(Beginning of The records)

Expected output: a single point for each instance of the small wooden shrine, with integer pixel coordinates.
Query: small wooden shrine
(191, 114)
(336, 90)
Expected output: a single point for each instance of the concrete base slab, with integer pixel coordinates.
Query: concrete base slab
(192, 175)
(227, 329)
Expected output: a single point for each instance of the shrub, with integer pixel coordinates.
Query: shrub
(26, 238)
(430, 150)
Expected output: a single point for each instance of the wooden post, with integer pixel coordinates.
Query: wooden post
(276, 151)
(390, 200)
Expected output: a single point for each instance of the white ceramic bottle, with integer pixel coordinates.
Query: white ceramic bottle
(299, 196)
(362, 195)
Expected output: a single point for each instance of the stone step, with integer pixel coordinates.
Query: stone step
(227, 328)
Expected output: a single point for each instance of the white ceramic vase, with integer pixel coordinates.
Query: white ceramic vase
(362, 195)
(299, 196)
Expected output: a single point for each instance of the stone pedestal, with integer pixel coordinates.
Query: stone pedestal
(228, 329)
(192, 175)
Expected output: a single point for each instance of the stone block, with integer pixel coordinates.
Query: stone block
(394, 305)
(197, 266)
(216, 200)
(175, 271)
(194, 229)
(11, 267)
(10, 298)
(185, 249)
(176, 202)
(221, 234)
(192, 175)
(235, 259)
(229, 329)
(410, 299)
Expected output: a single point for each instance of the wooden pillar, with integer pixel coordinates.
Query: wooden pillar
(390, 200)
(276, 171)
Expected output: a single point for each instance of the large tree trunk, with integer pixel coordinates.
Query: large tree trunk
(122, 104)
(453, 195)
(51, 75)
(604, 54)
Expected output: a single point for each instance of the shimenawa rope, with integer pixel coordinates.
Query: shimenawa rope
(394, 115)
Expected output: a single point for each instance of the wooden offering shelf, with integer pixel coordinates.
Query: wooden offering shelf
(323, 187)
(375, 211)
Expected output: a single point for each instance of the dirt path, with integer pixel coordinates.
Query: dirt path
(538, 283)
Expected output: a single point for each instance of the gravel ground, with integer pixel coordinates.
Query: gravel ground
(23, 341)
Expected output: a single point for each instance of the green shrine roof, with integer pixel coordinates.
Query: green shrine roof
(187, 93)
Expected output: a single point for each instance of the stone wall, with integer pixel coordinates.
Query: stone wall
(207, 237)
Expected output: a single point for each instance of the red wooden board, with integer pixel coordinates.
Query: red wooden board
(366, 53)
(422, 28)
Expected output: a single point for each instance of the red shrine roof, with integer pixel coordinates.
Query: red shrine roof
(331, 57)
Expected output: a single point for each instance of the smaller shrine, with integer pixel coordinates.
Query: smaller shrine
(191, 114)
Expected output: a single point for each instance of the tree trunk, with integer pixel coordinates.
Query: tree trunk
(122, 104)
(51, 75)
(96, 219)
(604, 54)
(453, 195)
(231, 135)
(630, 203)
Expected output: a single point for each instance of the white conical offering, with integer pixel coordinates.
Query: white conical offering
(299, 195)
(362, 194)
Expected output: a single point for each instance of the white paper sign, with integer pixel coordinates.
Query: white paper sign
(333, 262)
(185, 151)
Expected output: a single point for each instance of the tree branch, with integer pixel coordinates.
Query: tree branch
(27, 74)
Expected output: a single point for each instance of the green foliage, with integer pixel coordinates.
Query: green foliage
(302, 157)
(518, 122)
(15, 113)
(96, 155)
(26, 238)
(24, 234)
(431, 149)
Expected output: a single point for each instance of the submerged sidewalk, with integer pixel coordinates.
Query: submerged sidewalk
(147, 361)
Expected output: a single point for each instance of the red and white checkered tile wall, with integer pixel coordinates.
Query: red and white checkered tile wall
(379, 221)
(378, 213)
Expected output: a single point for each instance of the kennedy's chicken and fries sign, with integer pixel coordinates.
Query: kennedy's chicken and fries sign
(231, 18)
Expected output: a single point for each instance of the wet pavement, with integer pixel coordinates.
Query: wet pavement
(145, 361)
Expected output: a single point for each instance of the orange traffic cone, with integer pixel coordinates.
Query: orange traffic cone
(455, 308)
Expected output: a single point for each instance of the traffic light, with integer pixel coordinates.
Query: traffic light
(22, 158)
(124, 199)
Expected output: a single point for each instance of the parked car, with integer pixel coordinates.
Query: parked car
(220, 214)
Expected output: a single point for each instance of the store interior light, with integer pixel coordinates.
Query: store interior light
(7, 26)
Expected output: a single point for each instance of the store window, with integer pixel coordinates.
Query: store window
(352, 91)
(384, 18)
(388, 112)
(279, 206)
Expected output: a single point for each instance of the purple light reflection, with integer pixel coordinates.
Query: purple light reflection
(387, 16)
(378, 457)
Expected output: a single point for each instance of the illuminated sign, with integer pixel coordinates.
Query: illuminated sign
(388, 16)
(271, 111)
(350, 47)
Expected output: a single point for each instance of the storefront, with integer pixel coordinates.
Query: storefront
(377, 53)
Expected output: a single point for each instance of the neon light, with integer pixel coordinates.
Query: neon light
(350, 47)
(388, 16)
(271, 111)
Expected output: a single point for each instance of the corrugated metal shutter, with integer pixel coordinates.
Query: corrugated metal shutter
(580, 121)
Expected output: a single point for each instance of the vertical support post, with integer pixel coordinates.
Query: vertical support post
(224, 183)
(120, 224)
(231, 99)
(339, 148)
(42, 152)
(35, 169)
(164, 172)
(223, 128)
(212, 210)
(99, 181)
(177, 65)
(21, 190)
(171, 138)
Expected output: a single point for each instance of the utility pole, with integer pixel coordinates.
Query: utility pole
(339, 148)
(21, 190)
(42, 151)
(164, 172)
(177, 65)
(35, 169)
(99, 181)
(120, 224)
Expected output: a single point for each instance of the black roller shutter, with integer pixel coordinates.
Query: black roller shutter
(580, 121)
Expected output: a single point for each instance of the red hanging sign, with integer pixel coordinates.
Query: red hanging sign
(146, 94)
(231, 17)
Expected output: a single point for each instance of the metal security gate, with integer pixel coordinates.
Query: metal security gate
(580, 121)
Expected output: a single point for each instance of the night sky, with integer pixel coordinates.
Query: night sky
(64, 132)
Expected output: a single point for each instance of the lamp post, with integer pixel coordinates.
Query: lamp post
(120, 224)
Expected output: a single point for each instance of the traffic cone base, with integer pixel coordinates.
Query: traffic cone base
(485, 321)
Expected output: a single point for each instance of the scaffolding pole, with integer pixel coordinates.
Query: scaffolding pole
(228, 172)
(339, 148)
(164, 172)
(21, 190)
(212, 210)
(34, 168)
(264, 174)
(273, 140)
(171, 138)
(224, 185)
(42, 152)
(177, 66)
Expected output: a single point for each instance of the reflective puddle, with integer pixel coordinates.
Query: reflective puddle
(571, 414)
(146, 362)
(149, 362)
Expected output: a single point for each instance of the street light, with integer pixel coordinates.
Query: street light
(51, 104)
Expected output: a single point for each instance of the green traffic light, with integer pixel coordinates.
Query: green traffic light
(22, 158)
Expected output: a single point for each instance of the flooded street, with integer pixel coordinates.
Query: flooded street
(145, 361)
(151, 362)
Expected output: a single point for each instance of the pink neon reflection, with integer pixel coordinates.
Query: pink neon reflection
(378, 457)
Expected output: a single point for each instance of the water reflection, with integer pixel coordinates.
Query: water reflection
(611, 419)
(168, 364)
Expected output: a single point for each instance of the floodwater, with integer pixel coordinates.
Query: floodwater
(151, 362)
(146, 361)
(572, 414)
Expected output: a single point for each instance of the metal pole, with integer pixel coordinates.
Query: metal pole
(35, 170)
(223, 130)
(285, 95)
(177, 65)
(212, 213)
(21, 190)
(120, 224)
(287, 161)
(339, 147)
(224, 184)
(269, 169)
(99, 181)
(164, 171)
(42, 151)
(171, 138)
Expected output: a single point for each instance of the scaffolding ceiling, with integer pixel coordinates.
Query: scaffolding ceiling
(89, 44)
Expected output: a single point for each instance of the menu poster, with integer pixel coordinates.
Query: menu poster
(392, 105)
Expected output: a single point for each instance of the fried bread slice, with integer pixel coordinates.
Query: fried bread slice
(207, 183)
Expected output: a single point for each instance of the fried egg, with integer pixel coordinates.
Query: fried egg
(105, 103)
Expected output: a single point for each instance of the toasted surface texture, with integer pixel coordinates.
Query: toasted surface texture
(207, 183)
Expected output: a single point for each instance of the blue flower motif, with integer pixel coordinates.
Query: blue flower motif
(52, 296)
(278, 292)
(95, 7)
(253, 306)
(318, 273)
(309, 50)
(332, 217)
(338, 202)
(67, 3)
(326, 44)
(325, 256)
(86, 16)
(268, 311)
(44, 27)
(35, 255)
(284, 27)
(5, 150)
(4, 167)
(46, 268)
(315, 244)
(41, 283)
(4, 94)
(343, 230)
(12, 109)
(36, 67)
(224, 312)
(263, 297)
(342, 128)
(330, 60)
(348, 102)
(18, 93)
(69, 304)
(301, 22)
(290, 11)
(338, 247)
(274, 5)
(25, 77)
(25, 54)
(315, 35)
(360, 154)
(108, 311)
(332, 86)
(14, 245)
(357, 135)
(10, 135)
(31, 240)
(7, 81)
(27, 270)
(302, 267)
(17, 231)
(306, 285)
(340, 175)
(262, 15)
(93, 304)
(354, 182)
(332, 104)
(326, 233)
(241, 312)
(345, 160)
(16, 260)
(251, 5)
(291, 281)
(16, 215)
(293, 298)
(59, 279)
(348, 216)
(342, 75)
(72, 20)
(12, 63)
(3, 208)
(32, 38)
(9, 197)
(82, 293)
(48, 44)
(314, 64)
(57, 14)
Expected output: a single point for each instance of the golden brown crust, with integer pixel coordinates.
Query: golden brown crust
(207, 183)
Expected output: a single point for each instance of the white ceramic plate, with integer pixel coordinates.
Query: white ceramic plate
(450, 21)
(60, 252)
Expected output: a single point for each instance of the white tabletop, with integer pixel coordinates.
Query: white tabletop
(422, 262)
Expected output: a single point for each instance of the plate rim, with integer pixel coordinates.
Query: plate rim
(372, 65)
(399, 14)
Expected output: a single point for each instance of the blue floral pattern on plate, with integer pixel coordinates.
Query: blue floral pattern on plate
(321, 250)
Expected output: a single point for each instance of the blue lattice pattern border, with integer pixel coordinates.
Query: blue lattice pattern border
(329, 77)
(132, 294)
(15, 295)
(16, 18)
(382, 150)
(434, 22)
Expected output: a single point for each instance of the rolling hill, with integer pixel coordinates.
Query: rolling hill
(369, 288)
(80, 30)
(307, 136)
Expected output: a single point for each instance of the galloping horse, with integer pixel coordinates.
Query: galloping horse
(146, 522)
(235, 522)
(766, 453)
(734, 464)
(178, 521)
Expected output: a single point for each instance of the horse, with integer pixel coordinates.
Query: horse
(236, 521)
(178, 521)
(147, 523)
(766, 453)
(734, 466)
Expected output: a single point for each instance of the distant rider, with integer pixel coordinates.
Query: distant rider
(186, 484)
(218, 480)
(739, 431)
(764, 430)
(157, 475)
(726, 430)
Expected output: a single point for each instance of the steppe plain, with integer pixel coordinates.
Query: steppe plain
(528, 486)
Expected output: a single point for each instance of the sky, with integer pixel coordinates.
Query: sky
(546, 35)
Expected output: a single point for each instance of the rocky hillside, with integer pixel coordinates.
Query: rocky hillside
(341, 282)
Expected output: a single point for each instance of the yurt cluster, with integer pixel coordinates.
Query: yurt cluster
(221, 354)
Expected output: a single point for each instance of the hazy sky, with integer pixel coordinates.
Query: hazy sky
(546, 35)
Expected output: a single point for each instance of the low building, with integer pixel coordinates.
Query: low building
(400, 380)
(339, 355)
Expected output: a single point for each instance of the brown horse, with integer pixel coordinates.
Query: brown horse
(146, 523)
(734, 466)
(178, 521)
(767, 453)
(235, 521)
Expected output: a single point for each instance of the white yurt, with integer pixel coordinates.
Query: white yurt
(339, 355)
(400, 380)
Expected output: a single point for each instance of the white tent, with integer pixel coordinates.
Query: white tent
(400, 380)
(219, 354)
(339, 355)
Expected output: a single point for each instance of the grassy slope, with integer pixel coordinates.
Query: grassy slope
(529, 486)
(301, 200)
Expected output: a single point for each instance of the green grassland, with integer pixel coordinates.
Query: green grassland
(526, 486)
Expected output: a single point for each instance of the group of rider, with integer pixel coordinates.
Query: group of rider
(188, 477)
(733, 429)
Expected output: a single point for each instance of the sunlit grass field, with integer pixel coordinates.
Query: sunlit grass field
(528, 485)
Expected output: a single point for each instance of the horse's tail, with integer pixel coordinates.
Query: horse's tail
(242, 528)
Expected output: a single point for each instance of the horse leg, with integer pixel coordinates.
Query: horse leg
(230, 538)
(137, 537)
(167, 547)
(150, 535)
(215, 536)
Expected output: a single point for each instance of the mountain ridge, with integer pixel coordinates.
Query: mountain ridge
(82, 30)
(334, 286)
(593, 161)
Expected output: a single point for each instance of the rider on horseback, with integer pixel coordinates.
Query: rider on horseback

(End of The records)

Transcribe, exactly and without additions, the lines of the records above, beginning with the line that contains "Query: night sky" and ending with the line that contains "scaffolding pole, with integer pixel coordinates.", both included.

▶ **Answer section**
Query: night sky
(64, 132)
Expected output: a single point for each instance of the lamp post, with integer pixel coordinates.
Query: lamp post
(120, 224)
Expected output: a single point for each instance of the traffic cone base, with integer pixel coordinates.
Query: traffic cone base
(485, 321)
Expected output: a single point for each instance of the scaffolding pole, with integer pixel coordinates.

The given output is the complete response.